## What you will do
Answer these from the article on high-fat foods and diabetes:
1. Which protein is needed for free fatty acids to impair insulin action?
2. In which journal and on what date will the findings be published?
3. What position does Peter C. Lucas hold at the University of Michigan?

## Text segment
[Start of Attachment]
U-M study reveals how high-fat foods impact diabetes and metabolic syndrome

University of Michigan Health System lab study points to protein that triggers harmful effect of indulgent eating

A University of Michigan Health System study provides new clues about the health-damaging molecular changes set in motion by eating high-fat foods.

A better understanding of the body’s response to indulgent eating could lead to new approaches for treating diabetes and metabolic syndrome.

High fat foods can contribute to obesity, which increases the risk for developing type 2 diabetes.

The researchers learned a key protein called Bcl10 is needed for the free fatty acids, which are found in high-fat food and stored in body fat, to impair insulin action and lead to abnormally high blood sugar.

In the laboratory study, mice deficient in Bcl10 were protected from developing insulin resistance when fed a high-fat diet. The findings will be published May 31 in Cell Reports.

Insulin helps control blood sugar, but insulin resistance can lead to the abnormally high blood sugar levels that are the hallmark of diabetes. Insulin resistance can occur as part of metabolic syndrome, a cluster of conditions that increase the risk for type 2 diabetes and heart disease.

As millions of Americans become overweight and obese, type 2 diabetes and metabolic syndrome are on the rise.

“The study also underscores how very short-term changes in diet such as high-fat eating for only a few days, perhaps even less, can induce a state of insulin resistance,” says senior study author Peter C. Lucas, M.D., Ph.D., associate professor of pathology at the University of Michigan.
[End of Attachment]
## Raw data
[Start of Attachment]
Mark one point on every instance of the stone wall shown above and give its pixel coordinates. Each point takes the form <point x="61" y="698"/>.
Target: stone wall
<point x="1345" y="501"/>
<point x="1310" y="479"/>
[End of Attachment]
## Exercise result
1. Bcl10
2. Cell Reports, May 31
3. Associate professor of pathology